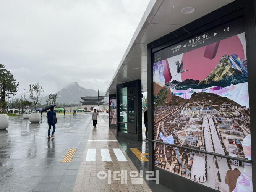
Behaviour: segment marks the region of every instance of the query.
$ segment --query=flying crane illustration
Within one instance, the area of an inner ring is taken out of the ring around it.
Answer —
[[[179,61],[177,61],[175,62],[175,63],[176,64],[176,66],[177,68],[177,73],[176,73],[176,74],[174,76],[175,76],[176,75],[177,75],[179,73],[183,73],[184,71],[188,71],[188,70],[185,70],[185,71],[183,71],[182,70],[182,68],[183,68],[183,61],[181,62],[181,63],[180,64]]]

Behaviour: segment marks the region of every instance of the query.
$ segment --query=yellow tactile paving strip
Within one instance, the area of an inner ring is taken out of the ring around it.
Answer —
[[[137,148],[130,148],[141,161],[148,161],[149,160],[145,157]]]
[[[60,163],[70,163],[73,158],[75,153],[76,151],[76,148],[70,148],[67,152],[64,157],[60,161]]]

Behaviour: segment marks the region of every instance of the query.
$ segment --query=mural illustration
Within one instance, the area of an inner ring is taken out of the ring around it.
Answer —
[[[169,48],[173,56],[155,54],[154,139],[250,159],[245,33],[227,38],[223,27],[223,37],[204,33]],[[221,191],[252,191],[250,164],[160,144],[154,152],[155,166]]]

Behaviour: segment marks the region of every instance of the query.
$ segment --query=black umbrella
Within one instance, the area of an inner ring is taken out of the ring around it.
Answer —
[[[43,108],[42,110],[42,113],[44,111],[47,111],[47,110],[49,110],[50,109],[51,107],[52,107],[52,106],[55,106],[56,105],[56,105],[56,104],[55,105],[47,105],[44,108]]]

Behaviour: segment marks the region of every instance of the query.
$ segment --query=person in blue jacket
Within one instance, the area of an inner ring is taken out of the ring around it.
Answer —
[[[52,133],[52,137],[54,137],[54,132],[55,132],[55,129],[56,128],[55,124],[57,123],[57,118],[56,117],[56,113],[53,111],[54,107],[52,106],[50,108],[51,110],[47,113],[47,123],[48,123],[48,139],[50,139],[51,137],[50,136],[50,131],[51,131],[51,128],[52,126],[53,130]]]

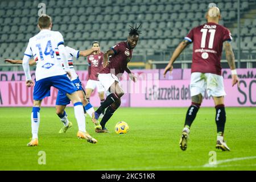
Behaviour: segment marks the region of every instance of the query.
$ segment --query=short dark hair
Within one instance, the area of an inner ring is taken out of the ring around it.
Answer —
[[[101,45],[100,44],[100,43],[98,41],[94,41],[92,43],[92,46],[93,46],[94,44],[98,44],[98,46],[101,46]]]
[[[137,27],[137,24],[135,24],[135,27],[134,28],[132,26],[130,26],[130,31],[129,31],[129,36],[134,36],[134,35],[138,35],[139,36],[139,34],[141,34],[141,31],[139,31],[138,30],[139,27],[141,27],[141,23],[139,24],[139,26]]]
[[[38,25],[41,28],[49,28],[52,23],[52,18],[46,14],[42,14],[38,18]]]

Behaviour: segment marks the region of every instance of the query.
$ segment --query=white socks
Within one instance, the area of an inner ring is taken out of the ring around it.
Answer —
[[[40,107],[33,107],[31,113],[32,139],[38,138],[40,123]]]
[[[223,142],[223,136],[217,135],[217,140]]]
[[[81,102],[74,104],[75,117],[76,117],[79,127],[79,131],[86,132],[85,117],[84,114],[84,107]]]
[[[182,131],[186,131],[187,133],[189,133],[189,129],[188,127],[185,127]]]

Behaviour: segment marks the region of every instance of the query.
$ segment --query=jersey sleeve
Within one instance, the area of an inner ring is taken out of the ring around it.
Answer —
[[[120,44],[115,44],[111,48],[111,49],[114,51],[115,55],[118,54],[122,48],[122,46]]]
[[[27,44],[27,48],[26,49],[25,52],[24,52],[24,55],[30,57],[32,57],[33,53],[32,52],[31,46],[31,40],[28,42],[28,44]]]
[[[63,36],[62,36],[61,34],[60,34],[60,32],[56,32],[56,36],[57,46],[59,47],[59,46],[63,44],[64,45],[64,39]]]
[[[187,36],[184,39],[185,40],[189,41],[189,42],[192,42],[193,40],[193,37],[194,37],[193,31],[194,31],[194,28],[191,30],[190,31],[189,33],[188,33],[188,34],[187,35]]]
[[[67,52],[71,55],[71,56],[73,56],[73,57],[79,58],[79,51],[76,50],[71,47],[66,46],[66,50]]]
[[[231,36],[231,33],[229,30],[228,28],[225,28],[223,34],[223,39],[222,41],[229,41],[231,42],[232,40],[232,37]]]

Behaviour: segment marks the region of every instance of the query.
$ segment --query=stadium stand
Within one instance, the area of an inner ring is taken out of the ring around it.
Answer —
[[[240,1],[241,59],[255,60],[256,2]],[[22,59],[29,38],[39,31],[36,24],[40,2],[46,4],[46,14],[53,19],[53,30],[63,34],[66,45],[76,49],[87,49],[92,41],[97,40],[101,43],[101,49],[106,51],[115,43],[126,39],[129,25],[141,23],[142,34],[133,59],[139,62],[168,60],[171,52],[189,30],[205,22],[204,15],[209,3],[208,1],[199,0],[1,1],[1,60]],[[237,1],[223,0],[216,4],[222,17],[220,23],[230,30],[237,55]],[[191,49],[189,46],[179,59],[191,60]],[[84,62],[84,58],[76,61]],[[249,67],[256,67],[255,62],[250,64]],[[242,63],[241,67],[248,67],[248,64]],[[3,69],[11,68],[0,68],[0,71]]]

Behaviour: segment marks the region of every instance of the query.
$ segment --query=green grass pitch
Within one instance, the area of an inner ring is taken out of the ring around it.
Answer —
[[[42,107],[39,146],[26,146],[31,135],[31,108],[0,108],[1,170],[255,170],[256,109],[227,107],[225,139],[230,152],[215,148],[215,109],[202,107],[191,130],[187,151],[179,142],[187,108],[119,108],[107,123],[109,134],[95,133],[98,142],[76,138],[73,109],[66,109],[73,127],[66,134],[55,108]],[[116,134],[115,123],[126,122],[127,134]],[[46,164],[39,164],[40,151]],[[217,165],[207,166],[215,151]],[[230,160],[228,160],[230,159]],[[205,166],[206,165],[206,166]]]

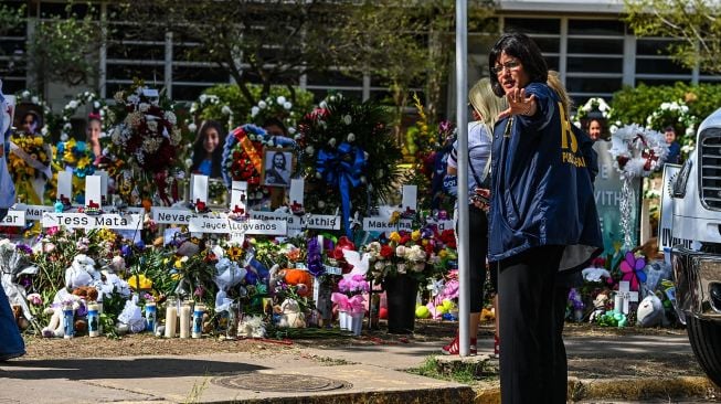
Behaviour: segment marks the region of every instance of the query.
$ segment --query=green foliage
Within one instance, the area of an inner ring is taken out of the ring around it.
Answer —
[[[721,106],[721,85],[718,84],[688,84],[678,82],[669,86],[647,86],[639,84],[637,87],[624,87],[616,92],[611,102],[613,107],[609,120],[621,121],[622,125],[647,125],[647,118],[656,111],[662,103],[683,100],[689,107],[689,115],[695,115],[703,120]],[[675,125],[676,121],[664,121],[657,126]],[[700,121],[698,123],[700,124]],[[683,127],[683,129],[686,129]],[[677,127],[679,141],[683,140],[683,130]]]
[[[638,36],[675,39],[667,47],[687,68],[721,72],[721,4],[713,0],[624,0],[624,20]]]

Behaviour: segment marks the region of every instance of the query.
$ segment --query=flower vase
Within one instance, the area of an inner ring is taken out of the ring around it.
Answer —
[[[353,336],[360,336],[360,331],[363,328],[363,317],[364,315],[362,312],[358,313],[352,313],[348,315],[348,319],[350,319],[349,326],[350,328],[348,329]]]
[[[399,274],[386,277],[384,286],[388,299],[388,332],[413,332],[418,281],[409,275]]]
[[[341,331],[350,330],[349,321],[350,321],[350,312],[338,311],[338,325],[340,326]]]

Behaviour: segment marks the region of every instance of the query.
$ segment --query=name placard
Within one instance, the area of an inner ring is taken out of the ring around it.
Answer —
[[[413,221],[401,219],[395,223],[389,222],[388,217],[365,217],[363,219],[363,230],[367,232],[397,232],[400,230],[413,231]]]
[[[25,225],[24,211],[8,211],[8,215],[0,221],[0,226],[21,227]]]
[[[139,214],[119,215],[104,213],[91,216],[85,213],[54,213],[43,214],[43,227],[65,226],[67,228],[118,228],[138,230],[142,228],[142,221]]]
[[[265,235],[286,235],[286,222],[272,221],[264,222],[250,219],[243,222],[236,222],[227,219],[225,215],[216,217],[192,217],[188,224],[188,230],[192,233],[241,233],[241,234],[265,234]]]
[[[41,220],[43,219],[43,213],[45,212],[55,212],[54,206],[45,206],[45,205],[26,205],[24,203],[18,203],[15,205],[15,211],[24,211],[25,212],[25,219],[29,220]]]

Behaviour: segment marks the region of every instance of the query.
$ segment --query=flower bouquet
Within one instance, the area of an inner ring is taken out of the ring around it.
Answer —
[[[364,212],[396,191],[401,150],[375,103],[331,95],[299,121],[296,141],[306,206],[329,214],[340,209],[347,235],[351,205]]]
[[[115,185],[123,201],[170,205],[178,201],[177,180],[183,178],[180,142],[173,105],[157,92],[138,86],[135,92],[115,95],[118,125],[110,135],[112,145],[104,153],[108,163],[123,161]]]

+++

» **The exercise**: Count the lines of the records that contain the word "green", and reply with the number alone.

» **The completed task**: 2